■ **PROBLEMS TO WORK ON**:
[1] In the forum discussion on prostate radiation margins, what margins does the poster who usually uses 6 mm circumferential margins say they use for SBRT?
[2] Continue the forum discussion on prostate radiation margins from the point where it stops.

■ **TEXT PROVIDED**:
════
Did you photograph that slide? I'd love to get that slideset if you have it. I don't remember who gave that talk or even which ASTRO it was :laugh:. Do you recall/have that info?

I was in the crowd too and then integrated that slide into a talk I gave later. I just pulled the slide from the virtual meeting powerpoint (or took a Print Screen screen grab) when the virtual meeting became available a few months after ASTRO. I think it was 2013, but not sure.

I took that slide (and talk) the way you did - lots of well respected places do things slightly differently. Margins definitely matter here, as mentioned above a DVH will look wildly different even for a 7mm posterior margin vs. a 4 mm posterior margin.

For now in practice I generally do 6mm circumferential margins with 4mm posterior. I feel like with CBCT and/or fiducials (I contour the fiducials and put a structure that is fiducial plus 2mm around it and make sure the kV image has the fiducials inside that structure) then I'm well within the 6mm/4mm post set up error margin. When I do SBRT (rarely now in practice, but used to enroll patients on a clinical trial) I use 5mm with only 2-3 mm posterior.
 
Yeah, there's also the dirty little secret that many people with the super high doses or the big PTVs cheat on coverage of the posterior PTV to meet bowel constraint.

7mm circumfrential / 5mm posterior with 2 arcs and fiducials is how I was trained. Heck, drop it to one arc. Moonlighting taught me that urorads can treat 60 prostates a day like that. Agree with SBRT margins (5 / 3 mm).

This has kind of been mentioned, but we learned the hard way that you have to be really careful that your therapists know what they're doing/aligning to. Fiducials are kind of fool-proof assuming the bowel and bladder aren't doing wild and crazy things.
════
■ **SUPPLIED ENTRIES**:
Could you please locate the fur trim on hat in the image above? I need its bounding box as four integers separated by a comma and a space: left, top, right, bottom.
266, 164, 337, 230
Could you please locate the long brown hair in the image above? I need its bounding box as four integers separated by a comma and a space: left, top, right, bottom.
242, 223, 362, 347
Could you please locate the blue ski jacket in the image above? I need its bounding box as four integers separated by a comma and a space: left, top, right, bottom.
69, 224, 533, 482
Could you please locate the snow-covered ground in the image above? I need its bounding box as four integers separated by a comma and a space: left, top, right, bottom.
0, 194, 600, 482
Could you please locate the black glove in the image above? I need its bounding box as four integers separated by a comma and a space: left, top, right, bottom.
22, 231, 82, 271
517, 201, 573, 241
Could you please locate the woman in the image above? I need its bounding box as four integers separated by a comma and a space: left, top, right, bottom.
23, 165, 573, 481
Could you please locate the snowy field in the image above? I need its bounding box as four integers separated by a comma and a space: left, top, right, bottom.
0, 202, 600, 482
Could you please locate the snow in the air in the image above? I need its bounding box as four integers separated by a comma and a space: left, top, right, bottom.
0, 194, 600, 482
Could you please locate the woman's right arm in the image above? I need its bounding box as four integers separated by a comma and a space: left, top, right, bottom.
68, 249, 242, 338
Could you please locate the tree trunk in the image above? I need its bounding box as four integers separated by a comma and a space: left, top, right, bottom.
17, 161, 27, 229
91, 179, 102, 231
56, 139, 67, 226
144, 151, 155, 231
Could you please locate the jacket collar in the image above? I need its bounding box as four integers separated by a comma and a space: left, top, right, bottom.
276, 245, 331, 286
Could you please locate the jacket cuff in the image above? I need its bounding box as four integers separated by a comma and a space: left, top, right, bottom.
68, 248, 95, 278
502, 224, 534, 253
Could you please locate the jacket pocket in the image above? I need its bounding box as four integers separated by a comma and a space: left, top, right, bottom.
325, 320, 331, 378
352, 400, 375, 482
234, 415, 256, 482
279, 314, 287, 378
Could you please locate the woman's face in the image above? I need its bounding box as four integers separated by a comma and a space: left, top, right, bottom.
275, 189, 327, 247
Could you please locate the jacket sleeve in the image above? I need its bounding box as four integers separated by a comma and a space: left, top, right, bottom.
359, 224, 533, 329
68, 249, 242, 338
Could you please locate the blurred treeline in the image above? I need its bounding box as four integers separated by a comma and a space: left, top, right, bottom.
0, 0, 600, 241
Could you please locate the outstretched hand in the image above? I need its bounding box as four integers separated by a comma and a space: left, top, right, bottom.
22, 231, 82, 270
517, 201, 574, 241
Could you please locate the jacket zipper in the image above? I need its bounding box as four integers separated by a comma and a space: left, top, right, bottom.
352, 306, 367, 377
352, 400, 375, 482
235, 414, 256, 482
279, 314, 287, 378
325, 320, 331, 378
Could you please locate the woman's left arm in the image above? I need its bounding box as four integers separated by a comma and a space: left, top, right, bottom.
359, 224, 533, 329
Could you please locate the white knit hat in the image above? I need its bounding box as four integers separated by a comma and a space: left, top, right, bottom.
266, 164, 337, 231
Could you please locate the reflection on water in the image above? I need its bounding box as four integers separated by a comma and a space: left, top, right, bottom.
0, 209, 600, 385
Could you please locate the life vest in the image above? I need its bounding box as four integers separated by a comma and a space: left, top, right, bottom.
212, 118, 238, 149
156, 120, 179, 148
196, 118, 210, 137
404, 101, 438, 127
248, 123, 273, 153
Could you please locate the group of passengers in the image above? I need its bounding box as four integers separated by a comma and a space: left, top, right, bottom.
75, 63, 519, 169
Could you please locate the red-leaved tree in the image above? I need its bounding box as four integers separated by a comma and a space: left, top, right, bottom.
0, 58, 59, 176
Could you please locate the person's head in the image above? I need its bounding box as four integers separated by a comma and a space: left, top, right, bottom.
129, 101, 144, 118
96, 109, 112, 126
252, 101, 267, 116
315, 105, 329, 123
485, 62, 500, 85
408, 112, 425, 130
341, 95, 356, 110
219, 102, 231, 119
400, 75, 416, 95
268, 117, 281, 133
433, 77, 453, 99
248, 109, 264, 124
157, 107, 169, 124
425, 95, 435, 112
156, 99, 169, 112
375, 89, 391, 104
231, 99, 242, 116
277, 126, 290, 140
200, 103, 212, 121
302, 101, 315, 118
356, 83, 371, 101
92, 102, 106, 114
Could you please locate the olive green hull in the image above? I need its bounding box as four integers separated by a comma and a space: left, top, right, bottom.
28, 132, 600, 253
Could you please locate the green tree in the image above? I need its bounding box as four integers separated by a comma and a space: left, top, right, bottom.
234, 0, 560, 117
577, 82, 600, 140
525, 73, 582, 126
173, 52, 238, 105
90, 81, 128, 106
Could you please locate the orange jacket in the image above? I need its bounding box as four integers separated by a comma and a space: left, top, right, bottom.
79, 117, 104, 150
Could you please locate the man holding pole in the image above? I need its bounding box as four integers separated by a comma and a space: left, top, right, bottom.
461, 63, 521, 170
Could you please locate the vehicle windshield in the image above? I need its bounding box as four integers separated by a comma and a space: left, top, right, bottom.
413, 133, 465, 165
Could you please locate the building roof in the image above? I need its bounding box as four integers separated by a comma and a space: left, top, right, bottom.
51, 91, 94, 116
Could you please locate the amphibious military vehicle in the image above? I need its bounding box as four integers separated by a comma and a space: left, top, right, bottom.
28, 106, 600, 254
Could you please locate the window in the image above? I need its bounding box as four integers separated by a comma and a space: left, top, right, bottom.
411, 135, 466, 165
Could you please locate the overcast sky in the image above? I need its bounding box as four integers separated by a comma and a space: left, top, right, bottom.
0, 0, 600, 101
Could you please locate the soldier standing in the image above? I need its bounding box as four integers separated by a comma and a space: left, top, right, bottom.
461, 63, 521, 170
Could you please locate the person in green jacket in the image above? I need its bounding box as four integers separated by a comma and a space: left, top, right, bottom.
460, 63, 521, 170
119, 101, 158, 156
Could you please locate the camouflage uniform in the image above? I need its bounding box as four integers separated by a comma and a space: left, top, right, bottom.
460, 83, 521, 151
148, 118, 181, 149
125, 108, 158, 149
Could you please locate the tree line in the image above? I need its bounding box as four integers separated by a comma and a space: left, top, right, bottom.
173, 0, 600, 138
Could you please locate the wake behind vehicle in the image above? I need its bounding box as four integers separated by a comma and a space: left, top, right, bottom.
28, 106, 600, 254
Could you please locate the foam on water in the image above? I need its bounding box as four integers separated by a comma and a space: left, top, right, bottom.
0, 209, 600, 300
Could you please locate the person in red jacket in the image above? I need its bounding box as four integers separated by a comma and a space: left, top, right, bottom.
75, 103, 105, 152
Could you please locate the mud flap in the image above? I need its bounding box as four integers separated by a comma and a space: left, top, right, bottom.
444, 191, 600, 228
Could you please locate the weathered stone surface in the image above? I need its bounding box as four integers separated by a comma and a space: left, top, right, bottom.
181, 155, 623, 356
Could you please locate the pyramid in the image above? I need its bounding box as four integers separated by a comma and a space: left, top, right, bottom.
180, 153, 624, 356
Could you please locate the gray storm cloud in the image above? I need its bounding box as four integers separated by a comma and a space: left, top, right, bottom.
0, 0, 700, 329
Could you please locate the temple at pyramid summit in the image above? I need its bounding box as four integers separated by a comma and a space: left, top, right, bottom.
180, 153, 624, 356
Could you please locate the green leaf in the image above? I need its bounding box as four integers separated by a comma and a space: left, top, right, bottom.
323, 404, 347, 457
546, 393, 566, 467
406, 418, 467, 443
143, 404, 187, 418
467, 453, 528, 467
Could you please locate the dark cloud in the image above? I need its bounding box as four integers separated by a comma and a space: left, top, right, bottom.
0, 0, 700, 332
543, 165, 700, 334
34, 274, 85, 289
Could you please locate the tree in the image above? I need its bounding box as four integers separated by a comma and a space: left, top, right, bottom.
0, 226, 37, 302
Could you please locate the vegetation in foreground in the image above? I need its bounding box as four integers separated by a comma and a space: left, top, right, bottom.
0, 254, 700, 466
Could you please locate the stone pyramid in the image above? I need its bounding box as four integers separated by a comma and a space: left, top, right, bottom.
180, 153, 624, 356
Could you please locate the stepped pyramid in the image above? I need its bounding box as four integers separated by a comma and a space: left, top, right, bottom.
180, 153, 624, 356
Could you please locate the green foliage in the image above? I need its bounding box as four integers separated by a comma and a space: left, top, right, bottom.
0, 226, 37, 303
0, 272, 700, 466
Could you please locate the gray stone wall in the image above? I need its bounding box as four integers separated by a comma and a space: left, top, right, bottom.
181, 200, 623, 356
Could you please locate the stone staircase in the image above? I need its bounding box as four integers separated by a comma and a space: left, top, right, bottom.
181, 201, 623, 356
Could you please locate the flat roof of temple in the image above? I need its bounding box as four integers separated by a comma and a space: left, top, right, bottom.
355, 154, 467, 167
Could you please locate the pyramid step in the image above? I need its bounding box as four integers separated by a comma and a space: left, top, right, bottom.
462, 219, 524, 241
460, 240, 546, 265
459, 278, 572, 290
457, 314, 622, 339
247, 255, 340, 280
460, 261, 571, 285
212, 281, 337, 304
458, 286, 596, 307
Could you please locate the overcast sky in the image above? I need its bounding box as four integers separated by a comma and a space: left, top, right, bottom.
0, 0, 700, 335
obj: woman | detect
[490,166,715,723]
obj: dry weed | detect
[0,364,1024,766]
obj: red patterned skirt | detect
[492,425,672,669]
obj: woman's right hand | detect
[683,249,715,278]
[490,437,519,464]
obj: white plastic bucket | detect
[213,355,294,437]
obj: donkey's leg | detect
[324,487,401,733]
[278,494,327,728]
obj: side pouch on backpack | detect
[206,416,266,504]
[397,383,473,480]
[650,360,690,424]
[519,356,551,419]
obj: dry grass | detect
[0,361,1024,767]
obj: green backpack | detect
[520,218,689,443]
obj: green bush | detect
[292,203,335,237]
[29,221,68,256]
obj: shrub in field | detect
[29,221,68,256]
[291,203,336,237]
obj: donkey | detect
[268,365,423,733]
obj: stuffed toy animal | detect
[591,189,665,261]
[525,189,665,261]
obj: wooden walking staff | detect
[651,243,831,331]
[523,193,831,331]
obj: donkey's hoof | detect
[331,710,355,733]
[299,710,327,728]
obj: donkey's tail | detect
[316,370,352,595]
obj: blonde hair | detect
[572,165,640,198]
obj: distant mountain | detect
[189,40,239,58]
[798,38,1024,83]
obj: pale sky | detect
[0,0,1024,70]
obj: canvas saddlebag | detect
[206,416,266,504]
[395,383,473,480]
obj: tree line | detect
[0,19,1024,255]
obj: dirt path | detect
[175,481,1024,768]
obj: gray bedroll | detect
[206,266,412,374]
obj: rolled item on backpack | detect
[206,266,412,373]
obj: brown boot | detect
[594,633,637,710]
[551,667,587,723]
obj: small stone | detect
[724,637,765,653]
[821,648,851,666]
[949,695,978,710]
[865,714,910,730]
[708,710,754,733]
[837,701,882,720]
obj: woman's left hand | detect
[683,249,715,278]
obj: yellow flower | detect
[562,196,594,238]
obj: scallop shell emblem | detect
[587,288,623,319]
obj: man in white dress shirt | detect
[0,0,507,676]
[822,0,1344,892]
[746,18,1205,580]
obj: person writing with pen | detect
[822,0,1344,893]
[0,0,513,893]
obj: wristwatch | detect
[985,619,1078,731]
════
■ **EXERCISE ANSWERS**:
[1] 5 mm, with only 2–3 mm posterior.

[2]
I hear ya. Took over for a two person practice... both old-timers. One used 1cm margins; other used NO posterior margin. Proctitis, recurrence, proctitis, recurrence...literally every patient I see in follow up. Makes you wonder how much of the hate against rad oncs by older surgeons and med oncs is justified....

Second this. Where I trained, I almost never saw proctitis or recurrence. Went to another practice where an old timer retired (7560 cGy IMRT no IGRT), and same thing :eek:
 
Ive sim'ed a prostate guy 3 times now, enema'd him, put him on stool softners/laxatives and even mag citrate etc. But he keeps on having air throughout the rectum right behind prostate. The best Ive gotten is 4cm of air. He has fiducials in. What do you do? Can you plan it and treat?
 
Ive sim'ed a prostate guy 3 times now, enema'd him, put him on stool softners/laxatives and even mag citrate etc. But he keeps on having air throughout the rectum right behind prostate. The best Ive gotten is 4cm of air. He has fiducials in. What do you do? Can you plan it and treat?

Seems consistent, you tried. If you have CBCT and fiducials, use that and beam on! Maybe go to 77 instead of 79 if that helps you sleep a little easier.
 
I believe the rtog study looking at hypoFx (70/28) had a 0.4 cm posterior margin. I think 0.4-0.6 cm is what most people are using these days with daily igrt (either kv with fiducials or cbct)
RTOG 0415 required 4-10mm CTV to PTV margin. Non-uniform margins allowed but not required.Median overall was 7mm; median posterior was 5mm
 
If it really is just air and not stool, if you wanted to and haven't tried yet, you could use a red rubber catheter before sim which I've found to be effective in relieving air pockets. Sometimes we cut multiple holes in the end to aid in accessing the air.

However, at this point you would definitely not be wrong to move forward with planning, given you will be using IGRT and have done due diligence. I would consider not skimping on the posterior PTV expansion. Also, you could have your dosimetrist identify the gas pocket and assign a tissue density halfway between air and water as sometimes a huge air pocket can create some weird planning phenomena and this may give you something closer to day to day reality. I will say I have no idea if there is any actual true value to this, and the counterargument is that you should just plan it as air as that is how it's been showing up on 3 consecutive sims.